TASKS FOR THIS EXERCISE →
**1)** Answer these questions from the 2011 Bassmaster Weekend Series forum thread, putting each answer on its own line and marking it with the matching letter.
(a) At which lake and venue is the 2 Day Divisional Championship held?
(b) Where and on what dates will the 2011 National Championship be held?
(c) Which lake does Kenr have doubts about for June?
**2)** Decide whether each statement below agrees with the 2011 Bassmaster Weekend Series forum thread. Answer yes or no for each, and quote the words from the thread that settle it.
(a) The Lake Sinclair event takes place at Little River Park.
(b) jsimages fished the Georgia division of the BWS.
(c) The BWS Director reports that early registrations are down.
**3)** Carry on the 2011 Bassmaster Weekend Series forum thread from the point where it stops.

# 2011 bassmaster weekend series schedule - georgia division



## BWS Director (Dec 20, 2010)

Here is the *2011 BWS schedule *for the GA Division.  

February 12, 2011 - Lake Seminole - Bainbridge Boat Basin

March 19, 2011 - Lake Sinclair - Little River Park

April 30, 2011 - Lake Eufaula - Lakepoint Resort State Park

June 18, 2011 - Lake Lanier - Laurel Park

2 Day Divisional Championship 

September 10 & 11, 2011 - Lake Oconee - Sugar Creek Marina

Regional Championship

October 7 & 8, 2011 - Tensaw - Mobile Delta

We look forward to seeing you this year at our events.  For more info you can visit our website at www.abaproam.com or www.weekendseries.com or call (888) 203-6222 or call me directly at (256) 230-5632.  The 2011 National Championship will be held at Santee Cooper November 6-12, 2011. 

Thanks,


----------



## jsimages (Dec 20, 2010)

billy it was great meeting you at seminole this past year for the regional tx. i fished the bws n ala div and made it to the regional. you run a very well organized and fair tournment and just wanted you to know that. good luck in the 2011 season and happy holidays


----------



## BWS Director (Dec 22, 2010)

Thank You, and Happy Holidays to you as well.  I am looking forward to a great 2011 season.


----------



## Kenr (Dec 25, 2010)

Nice schedule, covers north and south about same amont of driving for most guys. Not sure about Lanier in june maybe new humminbird will be able find enough brush piles to remain competitive.


----------



## BWS Director (Jan 5, 2011)

*Thanks Kenr...*

I wanted to offer a schedule that would offer the best fishing for anglers and early registrations to date are up.  Anyone interested in fishing the 2011 Bassmaster Weekend Series or have any questions, I encourage you to give me a call.  Again, I look forward to seeing all the veteran BWS anglers and new BWS anglers this upcoming season.


----------



## Zak26 (Jan 6, 2011)

STORED DATA →

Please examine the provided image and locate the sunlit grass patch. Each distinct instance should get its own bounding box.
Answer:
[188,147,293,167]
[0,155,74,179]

RESPONSES →
**1)**
(a) Lake Oconee, at Sugar Creek Marina
(b) Santee Cooper, November 6-12, 2011
(c) Lake Lanier

**2)**
(a) Yes: "March 19, 2011 - Lake Sinclair - Little River Park"
(b) No: "i fished the bws n ala div and made it to the regional"
(c) No: "early registrations to date are up"

**3)**
I would like some info on how i can fish as a co- angler


----------



## KikenChiken (Jan 6, 2011)

*Registration*

How many boaters and non-boaters registered so far?

Thanks
KikenChiken


----------



## skcannon86 (Jan 6, 2011)

http://www.abaproam.com/BWS_Division2011.php?DivisionNumberOnly=8


----------



## BWS Director (Jan 6, 2011)

*Registrations*

Registration numbers change everyday based on mail, internet and phone orders.  Our pre-registration numbers are up from last year but I don't have an exact number so far. As far as information to fish as a co-angler, it is best to find a boater link but a link is not always necessary.  It would just depend on how many boaters to co-anglers we have registered.  You can give me a call and I will be more that happy to explain any other questions that you might have.


----------



## Zak26 (Jan 7, 2011)

whats a number you can be reached at


----------



## Judge (Jan 7, 2011)

Zak26 said:


> whats a number you can be reached at



He listed his number in the post above


----------



## BWS Director (Jan 19, 2011)

*Alabama South DivisionTournament, Lake Eufaula Feb. 5,2011*

For anyone that is interested, the Alabama South Division of the Bassmaster Weekend Series has their season opener at Lake Eufaula on February 5, 2011.  Registration will be on Friday February 4, 2011.  Just an FYI...


----------



## RLbass88 (Jan 23, 2011)

We'll see you at Eufaula on the 4th Billy! You think it'll be as tough as it was last year?? Look forward to seeing you on stage.


----------



## bobcat (Jan 23, 2011)

If someone wants to link with me as a co angler I'm planning on registering as soon as I get a  co angler that commits.


----------



## BWS Director (Jan 23, 2011)

I hope that it will be sunny and warmer than it was last year.  I will put in a special order for a limit for everyone fishing this event. I look forward to seeing everyone there.  I am off to SC this weekend for the opening tournament at Lake Murray.  Please NO Snow or Ice.


----------



## RLbass88 (Jan 24, 2011)

Bobcat what division you fishin?? And Billy we have to link within the same division correct?


----------



## BWS Director (Jan 24, 2011)

Yes, you would have to link in the same division for each tournament.  The linking deadline is wednesday (5pm Central Time) prior to the event.  The entry deadline, where there is not a late fee, is 10 days prior to the event.  Anglers can still register onsite but can not link onsite anymore.


----------



## BWS Director (Feb 7, 2011)

From the reports that I have been getting from anglers, Lake Seminole is on fire!!!  It has been taking 25 - 30 lbs to win each weekend for the past month.  You still have 3 days to link with a boater or co-angler for guaranteed status. Linking deadline is Wednesday Feb 9th.  I encourage anglers to come out and join us for this event and for the 2011 season to have your chance to qualify for the Bassmaster Classic.  See you in Bainbridge.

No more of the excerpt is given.